Put the lines of the entries below into a JSON list of strings, one string per line and blank lines omitted. Cover everything from the line containing "stone building facade." down to the last line of the entries, both ends included.
## Start SOURCE MATERIAL
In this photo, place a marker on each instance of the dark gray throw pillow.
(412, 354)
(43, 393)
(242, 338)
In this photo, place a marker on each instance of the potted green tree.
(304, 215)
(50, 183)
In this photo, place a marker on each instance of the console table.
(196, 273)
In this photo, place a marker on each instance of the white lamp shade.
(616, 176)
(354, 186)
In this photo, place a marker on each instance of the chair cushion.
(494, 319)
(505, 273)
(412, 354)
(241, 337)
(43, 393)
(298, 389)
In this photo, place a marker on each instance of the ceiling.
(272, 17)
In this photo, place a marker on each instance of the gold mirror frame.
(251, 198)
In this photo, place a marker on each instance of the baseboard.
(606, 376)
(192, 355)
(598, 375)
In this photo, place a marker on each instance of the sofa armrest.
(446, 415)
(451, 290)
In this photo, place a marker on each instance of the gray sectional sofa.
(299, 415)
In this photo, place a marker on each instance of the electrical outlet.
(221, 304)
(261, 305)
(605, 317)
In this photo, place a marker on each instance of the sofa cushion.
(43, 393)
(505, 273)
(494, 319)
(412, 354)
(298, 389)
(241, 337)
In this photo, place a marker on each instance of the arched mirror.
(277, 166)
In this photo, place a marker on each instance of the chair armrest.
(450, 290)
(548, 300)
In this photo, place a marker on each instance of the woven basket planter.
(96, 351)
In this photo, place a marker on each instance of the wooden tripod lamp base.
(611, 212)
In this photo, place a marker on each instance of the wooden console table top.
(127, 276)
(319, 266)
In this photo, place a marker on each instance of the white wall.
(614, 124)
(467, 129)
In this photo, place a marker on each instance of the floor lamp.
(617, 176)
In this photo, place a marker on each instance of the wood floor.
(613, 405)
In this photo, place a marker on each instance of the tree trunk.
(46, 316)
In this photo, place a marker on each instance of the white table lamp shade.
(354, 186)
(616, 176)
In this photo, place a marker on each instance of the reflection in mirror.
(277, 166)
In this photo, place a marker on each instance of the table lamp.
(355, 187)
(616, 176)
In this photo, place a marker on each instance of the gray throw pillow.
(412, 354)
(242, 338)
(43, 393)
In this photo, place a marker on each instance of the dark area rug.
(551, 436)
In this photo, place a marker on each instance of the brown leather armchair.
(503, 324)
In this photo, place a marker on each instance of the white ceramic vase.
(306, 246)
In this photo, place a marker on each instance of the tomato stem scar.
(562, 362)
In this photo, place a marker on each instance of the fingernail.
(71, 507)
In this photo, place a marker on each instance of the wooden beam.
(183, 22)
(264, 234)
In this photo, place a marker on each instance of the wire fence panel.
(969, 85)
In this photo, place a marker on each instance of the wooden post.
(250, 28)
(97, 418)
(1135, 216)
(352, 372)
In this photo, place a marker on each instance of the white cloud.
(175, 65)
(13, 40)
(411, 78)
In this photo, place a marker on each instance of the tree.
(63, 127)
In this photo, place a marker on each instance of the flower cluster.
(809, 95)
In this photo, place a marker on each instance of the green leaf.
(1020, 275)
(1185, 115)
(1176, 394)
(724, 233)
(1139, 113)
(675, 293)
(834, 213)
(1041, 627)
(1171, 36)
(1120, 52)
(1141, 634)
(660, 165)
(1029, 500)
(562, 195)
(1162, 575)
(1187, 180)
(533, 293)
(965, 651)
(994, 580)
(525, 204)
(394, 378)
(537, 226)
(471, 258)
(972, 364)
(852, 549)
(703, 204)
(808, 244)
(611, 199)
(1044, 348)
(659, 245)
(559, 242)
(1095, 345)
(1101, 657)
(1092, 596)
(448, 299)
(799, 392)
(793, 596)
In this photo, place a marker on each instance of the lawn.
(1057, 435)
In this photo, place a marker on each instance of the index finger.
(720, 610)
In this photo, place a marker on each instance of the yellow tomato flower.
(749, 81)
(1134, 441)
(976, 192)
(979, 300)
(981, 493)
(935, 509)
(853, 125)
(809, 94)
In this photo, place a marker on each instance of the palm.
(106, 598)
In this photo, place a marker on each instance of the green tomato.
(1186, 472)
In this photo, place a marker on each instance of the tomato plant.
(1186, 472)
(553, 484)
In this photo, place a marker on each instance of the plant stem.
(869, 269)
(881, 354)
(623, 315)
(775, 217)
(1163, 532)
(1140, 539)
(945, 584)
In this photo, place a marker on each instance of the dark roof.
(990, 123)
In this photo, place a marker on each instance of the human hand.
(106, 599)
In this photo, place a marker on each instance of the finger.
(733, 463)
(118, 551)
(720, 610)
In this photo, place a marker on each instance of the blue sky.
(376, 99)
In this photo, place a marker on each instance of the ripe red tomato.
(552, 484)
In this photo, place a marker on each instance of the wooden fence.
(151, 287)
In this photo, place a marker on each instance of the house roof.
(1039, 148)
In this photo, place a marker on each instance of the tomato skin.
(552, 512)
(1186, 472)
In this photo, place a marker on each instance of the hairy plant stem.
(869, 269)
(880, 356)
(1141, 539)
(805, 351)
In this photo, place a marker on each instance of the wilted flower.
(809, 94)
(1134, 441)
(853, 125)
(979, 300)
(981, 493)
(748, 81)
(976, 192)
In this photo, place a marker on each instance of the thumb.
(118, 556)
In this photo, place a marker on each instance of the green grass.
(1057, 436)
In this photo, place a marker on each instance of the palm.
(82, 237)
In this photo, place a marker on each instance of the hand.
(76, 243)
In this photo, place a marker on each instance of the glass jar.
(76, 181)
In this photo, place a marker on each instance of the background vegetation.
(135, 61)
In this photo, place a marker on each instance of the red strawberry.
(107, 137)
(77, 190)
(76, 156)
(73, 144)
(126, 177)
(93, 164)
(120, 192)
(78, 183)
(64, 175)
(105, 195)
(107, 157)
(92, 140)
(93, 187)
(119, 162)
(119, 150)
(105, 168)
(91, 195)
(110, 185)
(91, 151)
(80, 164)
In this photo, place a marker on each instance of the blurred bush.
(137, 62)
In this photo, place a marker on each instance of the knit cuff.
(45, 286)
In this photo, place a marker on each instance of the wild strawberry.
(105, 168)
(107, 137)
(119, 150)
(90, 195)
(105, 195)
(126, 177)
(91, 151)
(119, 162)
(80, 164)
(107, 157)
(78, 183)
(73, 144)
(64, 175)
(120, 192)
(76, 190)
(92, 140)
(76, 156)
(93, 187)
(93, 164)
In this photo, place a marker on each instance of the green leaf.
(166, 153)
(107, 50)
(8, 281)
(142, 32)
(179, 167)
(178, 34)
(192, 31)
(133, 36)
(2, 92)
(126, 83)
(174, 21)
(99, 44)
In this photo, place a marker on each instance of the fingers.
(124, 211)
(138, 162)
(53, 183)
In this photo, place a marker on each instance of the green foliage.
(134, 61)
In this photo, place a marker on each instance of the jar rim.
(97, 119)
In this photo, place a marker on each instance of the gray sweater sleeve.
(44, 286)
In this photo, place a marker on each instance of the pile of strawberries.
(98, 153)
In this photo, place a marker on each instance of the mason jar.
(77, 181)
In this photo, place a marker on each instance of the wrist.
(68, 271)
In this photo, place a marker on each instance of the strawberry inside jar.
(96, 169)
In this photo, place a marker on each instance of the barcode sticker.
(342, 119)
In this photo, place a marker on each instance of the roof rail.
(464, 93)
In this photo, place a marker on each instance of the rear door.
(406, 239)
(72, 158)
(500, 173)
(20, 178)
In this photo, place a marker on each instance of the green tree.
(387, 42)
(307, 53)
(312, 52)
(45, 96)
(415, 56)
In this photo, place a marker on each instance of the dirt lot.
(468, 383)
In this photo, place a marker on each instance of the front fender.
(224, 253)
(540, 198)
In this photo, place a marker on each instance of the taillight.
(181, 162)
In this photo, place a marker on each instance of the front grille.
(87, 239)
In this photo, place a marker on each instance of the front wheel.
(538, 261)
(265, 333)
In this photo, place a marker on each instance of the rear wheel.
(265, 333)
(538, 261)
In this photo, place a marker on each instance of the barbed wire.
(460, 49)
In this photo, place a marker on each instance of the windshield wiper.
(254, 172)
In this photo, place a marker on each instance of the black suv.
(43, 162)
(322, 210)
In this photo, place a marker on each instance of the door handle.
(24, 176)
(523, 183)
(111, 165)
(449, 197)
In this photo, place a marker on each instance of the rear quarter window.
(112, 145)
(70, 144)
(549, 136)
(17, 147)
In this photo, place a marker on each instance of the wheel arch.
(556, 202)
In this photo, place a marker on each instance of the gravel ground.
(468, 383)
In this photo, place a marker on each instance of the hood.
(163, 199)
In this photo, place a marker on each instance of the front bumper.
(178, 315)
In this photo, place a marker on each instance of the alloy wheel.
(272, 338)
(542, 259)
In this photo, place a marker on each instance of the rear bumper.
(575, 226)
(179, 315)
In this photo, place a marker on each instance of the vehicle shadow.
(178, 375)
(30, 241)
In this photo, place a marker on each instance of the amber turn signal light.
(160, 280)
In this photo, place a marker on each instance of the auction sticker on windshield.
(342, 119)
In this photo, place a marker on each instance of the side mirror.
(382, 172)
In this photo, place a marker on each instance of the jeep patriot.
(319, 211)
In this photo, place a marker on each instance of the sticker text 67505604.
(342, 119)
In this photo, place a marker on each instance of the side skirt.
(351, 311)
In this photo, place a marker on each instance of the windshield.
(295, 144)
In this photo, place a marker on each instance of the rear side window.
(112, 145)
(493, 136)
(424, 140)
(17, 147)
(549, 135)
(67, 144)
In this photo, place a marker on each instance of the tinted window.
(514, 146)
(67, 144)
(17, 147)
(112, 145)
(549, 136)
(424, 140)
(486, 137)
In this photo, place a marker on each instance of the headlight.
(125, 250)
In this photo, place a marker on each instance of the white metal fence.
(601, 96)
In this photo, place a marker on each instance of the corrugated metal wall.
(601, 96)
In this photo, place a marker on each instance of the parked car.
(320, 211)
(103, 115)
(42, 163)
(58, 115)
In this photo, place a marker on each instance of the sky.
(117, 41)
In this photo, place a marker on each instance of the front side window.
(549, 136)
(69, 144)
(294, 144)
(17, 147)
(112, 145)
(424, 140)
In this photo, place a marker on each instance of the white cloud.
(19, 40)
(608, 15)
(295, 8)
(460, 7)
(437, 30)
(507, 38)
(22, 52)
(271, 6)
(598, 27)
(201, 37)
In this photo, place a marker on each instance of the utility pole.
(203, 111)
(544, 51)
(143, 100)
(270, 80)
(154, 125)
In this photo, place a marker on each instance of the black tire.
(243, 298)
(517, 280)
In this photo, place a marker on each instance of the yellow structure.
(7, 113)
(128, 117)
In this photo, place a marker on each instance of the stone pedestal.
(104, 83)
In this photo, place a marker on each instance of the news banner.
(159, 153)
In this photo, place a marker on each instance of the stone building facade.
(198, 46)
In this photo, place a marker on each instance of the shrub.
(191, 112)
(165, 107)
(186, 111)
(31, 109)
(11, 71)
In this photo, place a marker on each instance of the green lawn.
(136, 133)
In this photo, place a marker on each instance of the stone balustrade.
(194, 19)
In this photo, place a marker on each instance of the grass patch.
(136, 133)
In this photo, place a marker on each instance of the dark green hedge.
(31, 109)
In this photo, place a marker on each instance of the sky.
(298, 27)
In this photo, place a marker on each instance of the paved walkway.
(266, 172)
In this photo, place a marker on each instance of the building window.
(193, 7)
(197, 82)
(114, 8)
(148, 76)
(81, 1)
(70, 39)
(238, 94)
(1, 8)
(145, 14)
## End SOURCE MATERIAL
*OUTPUT FOR THIS EXERCISE*:
[
  "In this photo, place a marker on each instance of the stone building facade.",
  "(198, 46)",
  "In this photo, place a marker on each instance of the shrub.",
  "(191, 112)",
  "(165, 107)",
  "(186, 111)",
  "(31, 109)",
  "(11, 71)",
  "In this photo, place a marker on each instance of the green lawn.",
  "(136, 133)",
  "In this photo, place a marker on each instance of the stone balustrade.",
  "(194, 19)",
  "In this photo, place a marker on each instance of the grass patch.",
  "(136, 133)",
  "In this photo, place a marker on each instance of the dark green hedge.",
  "(31, 109)",
  "In this photo, place a marker on each instance of the sky.",
  "(298, 27)",
  "In this photo, place a marker on each instance of the paved walkway.",
  "(266, 172)",
  "In this photo, place a marker on each instance of the building window.",
  "(193, 7)",
  "(197, 82)",
  "(114, 8)",
  "(148, 76)",
  "(81, 1)",
  "(70, 39)",
  "(238, 94)",
  "(1, 8)",
  "(145, 14)"
]